» Extrait de page:
* * *

En haut de la rue on trouve l'Hôtel de Ville, étonnamment presque accolé aux autres immeubles. Ce bâtiment possède une histoire rigolote: en 1555, le rez-de-chaussée était un fournil. Le fournier (boulanger) habitait au dessus. Hélas, le four dégageant une forte chaleur, l'appartement était difficilement habitable. J'imagine que le problème était d'autant plus réel en été.
Le fournier décide alors de vendre son local et de déplacer le four. C'est en 1558 que le bâtiment devient l'Hôtel de Ville.
Regardez bien, ce platane date de 1839. Il a donc plus de 180 ans!
Devant le platane, mon œil est attiré par cet immeuble. Au premier abord, il n'est en rien différent des immeubles provençaux. Plus on monte dans les étages, moins les fenêtres sont hautes. La façade est enduite.
Ne remarquez-vous rien à travers les fenêtres ouvertes?
Ce qui semblait être une sorte de tache se révèle être en fait un plafond décoré de moulures au milieu desquelles un propriétaire a eu l'idée de coller une tapisserie (ou du tissu tendu). La mode des médaillons est passée, mais le travail des stafistes est resté.
Il y a 17 fontaines à Cotignac. Au début du village, la municipalité voulait que toutes les familles bénéficient de l'eau. Au fil de l'accroissement du nombre d'habitants, la mairie à racheté et capté des sources, chacune donnant lieu à une fontaine.
On reprend la route vers notre dernière étape. Les paysages de l'intérieur du Var sont magnifiques. Un mélange de vignes, d'oliviers et de cyprès qui tracent des lignes verticales .
Nous arrivons au Thoronet. Voir et revoir cette abbaye, merveille des abbayes cisterciennes. Nous avions eu l'occasion d'y passer lors d'un rallye du club Hotchkiss en 2014.
Siza. Je vais en quelques phrases vous narrer le pourquoi de cette sculpture que le visiteur rencontre dès ses premiers pas dans l'enceinte de l'abbaye. Alvaro Siza est un architecte portugais, reconnu par ses pairs à travers un prix Pritzker, sorte de prix Nobel de l'architecture. Son bureau est à Porto, ville dans laquelle il a suivi les cours des Beaux Arts avant de se diriger vers l'architecture. Dans un article de journal, une journaliste le résume comme "un caméléon en mouvement". Caméléon de 87 ans!

* * *

» Consigne: Relevez toutes les années citées dans l'extrait sur Cotignac et Le Thoronet.

[Lignes enregistrées]
* * *

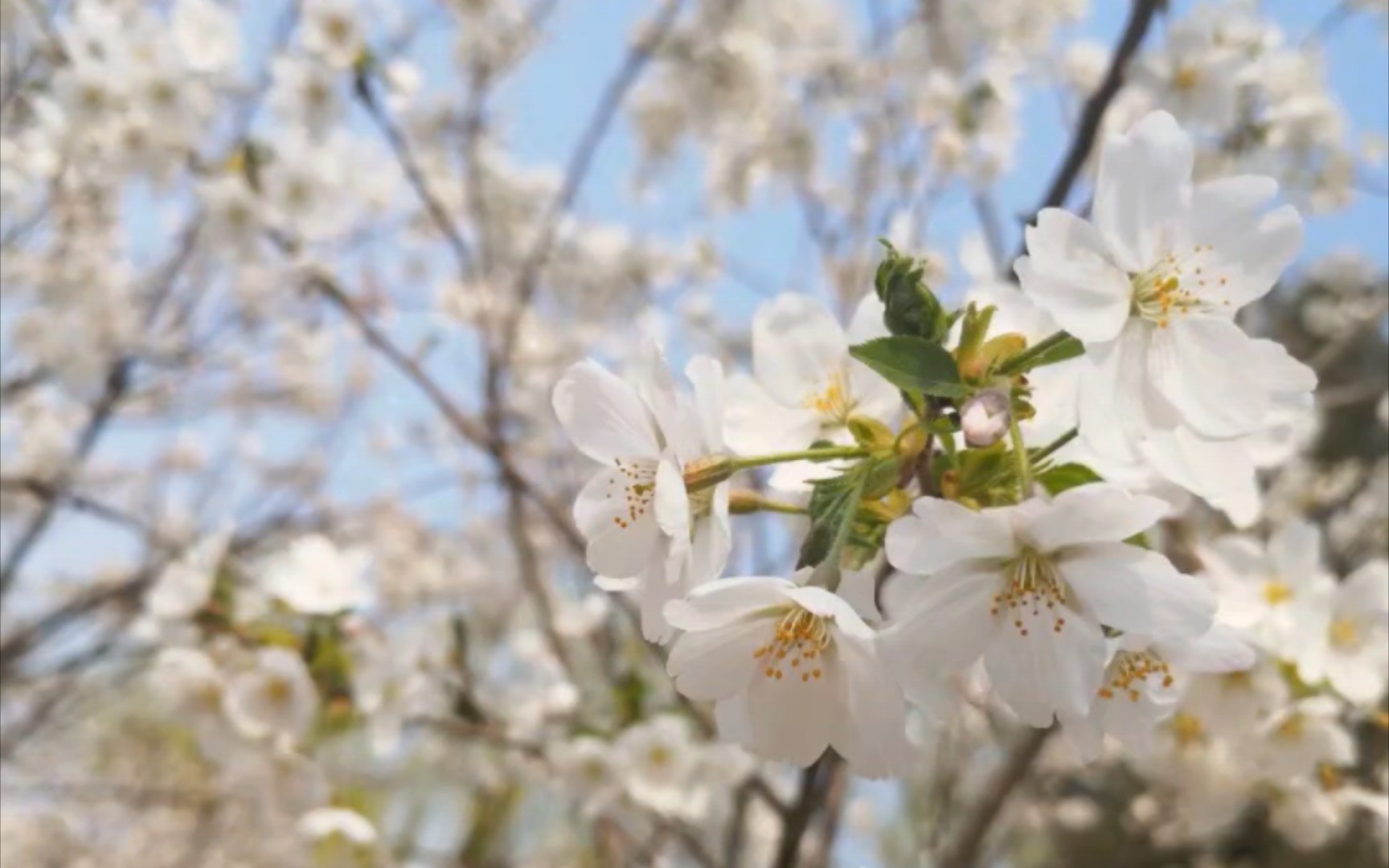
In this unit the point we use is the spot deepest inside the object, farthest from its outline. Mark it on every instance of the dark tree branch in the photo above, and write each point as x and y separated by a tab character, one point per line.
963	852
1088	127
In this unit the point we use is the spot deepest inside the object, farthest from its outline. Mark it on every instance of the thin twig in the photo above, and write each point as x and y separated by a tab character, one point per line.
1087	129
963	852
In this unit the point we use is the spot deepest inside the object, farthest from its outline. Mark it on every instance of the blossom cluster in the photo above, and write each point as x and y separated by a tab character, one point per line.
352	514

* * *

» Solution: 1555, 1558, 1839, 2014